▸ **Your goal**:
Find the line that contains "Target: window pane". Restate it and each following line exactly, through the end of the records.

▸ **Provided records**:
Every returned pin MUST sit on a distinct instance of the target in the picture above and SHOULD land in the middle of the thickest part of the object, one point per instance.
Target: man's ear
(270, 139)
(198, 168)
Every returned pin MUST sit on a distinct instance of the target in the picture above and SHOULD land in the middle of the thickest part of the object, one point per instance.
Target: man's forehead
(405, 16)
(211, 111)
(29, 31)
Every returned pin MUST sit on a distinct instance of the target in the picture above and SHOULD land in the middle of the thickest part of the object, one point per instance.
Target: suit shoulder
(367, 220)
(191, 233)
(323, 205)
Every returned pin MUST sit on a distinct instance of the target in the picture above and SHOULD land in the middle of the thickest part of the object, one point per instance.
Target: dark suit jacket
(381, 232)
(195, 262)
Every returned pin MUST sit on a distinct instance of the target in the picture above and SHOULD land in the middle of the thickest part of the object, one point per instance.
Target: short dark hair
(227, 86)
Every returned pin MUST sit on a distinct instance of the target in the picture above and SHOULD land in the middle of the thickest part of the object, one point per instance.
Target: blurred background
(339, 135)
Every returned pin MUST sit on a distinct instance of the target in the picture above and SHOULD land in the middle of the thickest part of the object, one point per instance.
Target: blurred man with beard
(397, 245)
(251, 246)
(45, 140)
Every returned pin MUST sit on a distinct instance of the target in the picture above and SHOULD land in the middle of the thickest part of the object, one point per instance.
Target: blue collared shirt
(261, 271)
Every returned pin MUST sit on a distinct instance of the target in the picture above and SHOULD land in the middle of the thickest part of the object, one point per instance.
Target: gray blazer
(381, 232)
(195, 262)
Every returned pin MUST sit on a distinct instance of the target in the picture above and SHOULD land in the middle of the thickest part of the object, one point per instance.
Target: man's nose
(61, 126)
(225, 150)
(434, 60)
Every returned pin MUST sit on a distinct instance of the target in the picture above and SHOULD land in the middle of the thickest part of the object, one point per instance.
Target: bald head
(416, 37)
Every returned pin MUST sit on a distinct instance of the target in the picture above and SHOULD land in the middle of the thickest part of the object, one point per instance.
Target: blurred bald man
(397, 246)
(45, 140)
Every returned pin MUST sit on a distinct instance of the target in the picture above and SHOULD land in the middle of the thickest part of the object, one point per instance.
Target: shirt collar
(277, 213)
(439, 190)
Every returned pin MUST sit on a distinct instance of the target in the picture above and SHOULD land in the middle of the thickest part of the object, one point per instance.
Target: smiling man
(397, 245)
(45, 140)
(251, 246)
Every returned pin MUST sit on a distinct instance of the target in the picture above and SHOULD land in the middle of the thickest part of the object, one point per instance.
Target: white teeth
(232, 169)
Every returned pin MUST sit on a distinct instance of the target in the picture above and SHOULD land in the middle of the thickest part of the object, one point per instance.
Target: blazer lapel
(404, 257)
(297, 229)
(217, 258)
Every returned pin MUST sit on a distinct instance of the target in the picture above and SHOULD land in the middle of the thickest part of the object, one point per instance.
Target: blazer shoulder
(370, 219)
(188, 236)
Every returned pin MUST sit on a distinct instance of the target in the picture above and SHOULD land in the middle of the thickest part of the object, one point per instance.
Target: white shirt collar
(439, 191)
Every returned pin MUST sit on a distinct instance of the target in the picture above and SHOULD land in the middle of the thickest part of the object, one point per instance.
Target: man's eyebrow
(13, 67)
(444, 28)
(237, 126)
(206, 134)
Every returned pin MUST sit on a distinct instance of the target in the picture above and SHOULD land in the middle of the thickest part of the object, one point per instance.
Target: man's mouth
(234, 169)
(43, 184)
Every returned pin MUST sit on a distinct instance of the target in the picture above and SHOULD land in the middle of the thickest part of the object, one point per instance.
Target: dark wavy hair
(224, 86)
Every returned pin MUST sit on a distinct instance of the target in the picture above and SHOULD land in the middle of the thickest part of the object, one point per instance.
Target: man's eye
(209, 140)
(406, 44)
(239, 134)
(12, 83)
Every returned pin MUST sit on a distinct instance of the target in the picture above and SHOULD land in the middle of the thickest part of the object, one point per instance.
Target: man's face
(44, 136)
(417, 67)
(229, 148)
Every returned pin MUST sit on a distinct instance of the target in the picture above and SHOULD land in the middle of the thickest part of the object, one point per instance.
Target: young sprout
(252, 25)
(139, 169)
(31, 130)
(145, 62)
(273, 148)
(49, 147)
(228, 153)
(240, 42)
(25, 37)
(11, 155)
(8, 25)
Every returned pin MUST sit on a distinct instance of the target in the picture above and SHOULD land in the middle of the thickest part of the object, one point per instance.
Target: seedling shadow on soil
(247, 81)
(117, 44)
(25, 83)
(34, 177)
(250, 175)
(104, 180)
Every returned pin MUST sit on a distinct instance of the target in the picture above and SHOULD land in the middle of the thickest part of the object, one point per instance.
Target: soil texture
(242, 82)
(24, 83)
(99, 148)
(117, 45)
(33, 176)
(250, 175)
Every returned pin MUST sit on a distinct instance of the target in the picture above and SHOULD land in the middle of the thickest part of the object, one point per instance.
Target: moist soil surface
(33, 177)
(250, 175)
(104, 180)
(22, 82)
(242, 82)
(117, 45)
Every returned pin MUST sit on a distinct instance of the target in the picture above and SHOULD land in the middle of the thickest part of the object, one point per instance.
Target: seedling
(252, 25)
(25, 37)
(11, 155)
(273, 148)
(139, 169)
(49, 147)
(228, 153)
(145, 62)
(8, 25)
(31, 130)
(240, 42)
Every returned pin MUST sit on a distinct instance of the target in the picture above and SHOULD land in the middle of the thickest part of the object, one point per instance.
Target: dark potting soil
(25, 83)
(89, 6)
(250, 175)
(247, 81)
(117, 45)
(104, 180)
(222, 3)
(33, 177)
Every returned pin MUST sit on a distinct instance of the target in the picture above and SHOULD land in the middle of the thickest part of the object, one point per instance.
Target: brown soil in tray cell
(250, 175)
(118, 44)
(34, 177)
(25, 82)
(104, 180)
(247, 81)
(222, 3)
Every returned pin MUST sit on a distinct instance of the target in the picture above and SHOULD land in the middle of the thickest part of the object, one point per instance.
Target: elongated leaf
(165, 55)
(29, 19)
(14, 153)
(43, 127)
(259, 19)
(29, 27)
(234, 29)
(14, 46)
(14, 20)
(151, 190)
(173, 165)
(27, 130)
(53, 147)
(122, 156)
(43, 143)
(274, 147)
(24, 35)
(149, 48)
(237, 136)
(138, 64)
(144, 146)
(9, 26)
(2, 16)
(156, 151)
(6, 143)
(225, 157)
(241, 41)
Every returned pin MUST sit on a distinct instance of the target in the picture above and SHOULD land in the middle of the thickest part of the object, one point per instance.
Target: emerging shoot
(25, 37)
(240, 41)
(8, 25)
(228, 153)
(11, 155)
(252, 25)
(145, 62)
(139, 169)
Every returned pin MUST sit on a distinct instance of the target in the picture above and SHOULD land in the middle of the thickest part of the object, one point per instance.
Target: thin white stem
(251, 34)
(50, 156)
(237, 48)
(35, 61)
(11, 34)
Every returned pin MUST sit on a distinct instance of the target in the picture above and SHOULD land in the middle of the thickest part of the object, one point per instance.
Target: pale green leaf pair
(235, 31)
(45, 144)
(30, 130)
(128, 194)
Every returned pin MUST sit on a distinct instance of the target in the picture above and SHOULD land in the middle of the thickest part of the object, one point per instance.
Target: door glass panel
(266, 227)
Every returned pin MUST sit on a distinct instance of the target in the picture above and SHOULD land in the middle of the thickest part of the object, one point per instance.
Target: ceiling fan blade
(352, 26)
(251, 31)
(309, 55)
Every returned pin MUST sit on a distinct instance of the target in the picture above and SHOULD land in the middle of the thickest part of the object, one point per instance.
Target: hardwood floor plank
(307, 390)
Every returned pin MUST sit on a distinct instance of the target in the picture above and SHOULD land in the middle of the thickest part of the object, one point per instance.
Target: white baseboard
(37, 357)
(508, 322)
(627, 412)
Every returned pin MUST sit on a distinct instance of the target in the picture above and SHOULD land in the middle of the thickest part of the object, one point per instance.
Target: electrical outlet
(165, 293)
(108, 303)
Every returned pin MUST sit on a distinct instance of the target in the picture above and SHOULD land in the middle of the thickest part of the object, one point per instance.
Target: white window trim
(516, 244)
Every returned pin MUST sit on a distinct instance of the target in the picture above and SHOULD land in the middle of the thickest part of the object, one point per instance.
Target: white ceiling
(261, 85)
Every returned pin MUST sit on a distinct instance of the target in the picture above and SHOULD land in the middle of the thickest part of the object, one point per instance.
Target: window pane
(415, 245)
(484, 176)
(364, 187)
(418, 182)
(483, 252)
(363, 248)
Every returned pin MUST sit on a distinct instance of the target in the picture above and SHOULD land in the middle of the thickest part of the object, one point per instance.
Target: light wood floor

▸ **Solution for this problem**:
Target: window pane
(415, 245)
(484, 176)
(364, 187)
(418, 182)
(483, 252)
(363, 248)
Every returned pin MUST sit on a distinct instance of the target in the picture above and SHOULD land in the middle of the thickest part of the object, one point per instance.
Target: light wood floor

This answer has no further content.